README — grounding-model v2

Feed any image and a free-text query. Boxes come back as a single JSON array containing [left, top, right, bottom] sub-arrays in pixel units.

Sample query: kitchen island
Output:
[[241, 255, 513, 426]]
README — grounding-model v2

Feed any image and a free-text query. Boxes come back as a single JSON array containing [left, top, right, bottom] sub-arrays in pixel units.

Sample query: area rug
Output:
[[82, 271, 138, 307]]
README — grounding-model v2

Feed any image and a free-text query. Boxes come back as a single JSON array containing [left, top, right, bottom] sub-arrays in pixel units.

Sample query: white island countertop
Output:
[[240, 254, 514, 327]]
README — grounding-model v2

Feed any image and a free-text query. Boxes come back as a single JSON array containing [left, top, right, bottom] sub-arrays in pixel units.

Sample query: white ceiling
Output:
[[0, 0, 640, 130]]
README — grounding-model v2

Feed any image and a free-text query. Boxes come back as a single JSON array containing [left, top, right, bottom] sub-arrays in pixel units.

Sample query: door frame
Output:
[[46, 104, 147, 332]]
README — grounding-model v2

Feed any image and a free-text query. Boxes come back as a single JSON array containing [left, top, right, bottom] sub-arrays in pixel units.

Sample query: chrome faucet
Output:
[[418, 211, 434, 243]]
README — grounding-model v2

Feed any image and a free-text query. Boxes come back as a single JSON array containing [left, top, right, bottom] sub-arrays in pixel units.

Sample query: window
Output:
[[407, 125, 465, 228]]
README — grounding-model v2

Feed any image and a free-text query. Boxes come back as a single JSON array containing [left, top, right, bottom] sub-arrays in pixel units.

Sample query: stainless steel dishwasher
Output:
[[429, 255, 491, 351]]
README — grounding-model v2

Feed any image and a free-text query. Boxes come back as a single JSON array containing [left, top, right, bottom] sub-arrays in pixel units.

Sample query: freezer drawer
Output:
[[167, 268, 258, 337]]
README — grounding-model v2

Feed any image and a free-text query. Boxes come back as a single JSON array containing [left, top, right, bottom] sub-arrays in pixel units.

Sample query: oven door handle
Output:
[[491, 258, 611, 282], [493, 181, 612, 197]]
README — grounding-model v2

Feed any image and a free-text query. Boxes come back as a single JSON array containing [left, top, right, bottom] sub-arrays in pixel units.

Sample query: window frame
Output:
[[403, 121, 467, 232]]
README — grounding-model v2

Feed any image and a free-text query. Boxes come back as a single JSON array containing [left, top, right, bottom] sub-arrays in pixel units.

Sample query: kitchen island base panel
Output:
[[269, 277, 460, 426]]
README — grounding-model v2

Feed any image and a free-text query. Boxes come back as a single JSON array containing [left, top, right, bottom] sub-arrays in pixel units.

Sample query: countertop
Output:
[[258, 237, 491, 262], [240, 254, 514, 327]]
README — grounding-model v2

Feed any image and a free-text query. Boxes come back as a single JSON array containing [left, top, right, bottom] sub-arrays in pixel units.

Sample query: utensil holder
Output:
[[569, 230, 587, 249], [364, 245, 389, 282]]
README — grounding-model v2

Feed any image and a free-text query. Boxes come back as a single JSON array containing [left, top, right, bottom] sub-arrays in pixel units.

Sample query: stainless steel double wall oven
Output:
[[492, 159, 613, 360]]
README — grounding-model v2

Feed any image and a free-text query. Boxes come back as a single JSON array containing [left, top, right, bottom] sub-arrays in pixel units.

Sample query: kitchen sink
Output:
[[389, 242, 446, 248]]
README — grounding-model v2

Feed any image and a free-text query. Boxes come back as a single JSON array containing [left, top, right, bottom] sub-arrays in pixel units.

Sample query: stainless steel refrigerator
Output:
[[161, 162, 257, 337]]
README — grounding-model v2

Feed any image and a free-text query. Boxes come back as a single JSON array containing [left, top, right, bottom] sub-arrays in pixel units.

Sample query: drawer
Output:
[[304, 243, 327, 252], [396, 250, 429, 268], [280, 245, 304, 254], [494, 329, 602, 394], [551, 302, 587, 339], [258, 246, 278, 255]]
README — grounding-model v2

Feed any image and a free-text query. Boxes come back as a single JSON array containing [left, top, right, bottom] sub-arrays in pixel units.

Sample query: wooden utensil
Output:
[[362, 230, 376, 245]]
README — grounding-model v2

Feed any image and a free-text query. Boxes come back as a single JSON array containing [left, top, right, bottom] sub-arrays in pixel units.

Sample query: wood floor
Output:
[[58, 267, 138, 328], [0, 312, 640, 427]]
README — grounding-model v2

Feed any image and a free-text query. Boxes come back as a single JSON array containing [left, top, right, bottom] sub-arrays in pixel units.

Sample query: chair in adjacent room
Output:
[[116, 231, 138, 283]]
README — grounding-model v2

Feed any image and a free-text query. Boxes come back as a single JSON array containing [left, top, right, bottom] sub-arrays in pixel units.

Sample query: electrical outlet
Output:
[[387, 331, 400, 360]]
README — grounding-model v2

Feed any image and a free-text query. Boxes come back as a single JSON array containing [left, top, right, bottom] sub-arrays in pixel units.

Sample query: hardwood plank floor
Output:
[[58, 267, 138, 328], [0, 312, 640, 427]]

Task goal:
Reproduce the lines above verbatim, starting at the very first line and ending at the line that contains "[[0, 0, 640, 130]]", with both of those lines included.

Answer to the problem:
README — grounding-model v2

Feed any image and a free-text query. Boxes come back as a single JSON array containing [left, top, right, bottom] sub-arrays in pixel units.

Sample query: kitchen island
Output:
[[241, 255, 513, 426]]
README — grounding-model v2

Feed any image and a free-text query. Boxes come back as a single JSON array containing [left, top, right, bottom] sub-arrays in pixel units.

Sample query: area rug
Output:
[[82, 271, 138, 307]]
README — grounding-model v2

Feed any image and a free-text query. Boxes come back as a single JSON array containing [left, top, right, bottom] sub-arrays in pixel units.

Sample query: white island countertop
Output:
[[240, 254, 514, 327]]
README — grounding-model v2

Feed any image and a free-text query. Boxes come back as a single JSON array containing [left, top, right, bottom] sub-arrays in pixel units.

Sample query: white ceiling
Output:
[[0, 0, 640, 130]]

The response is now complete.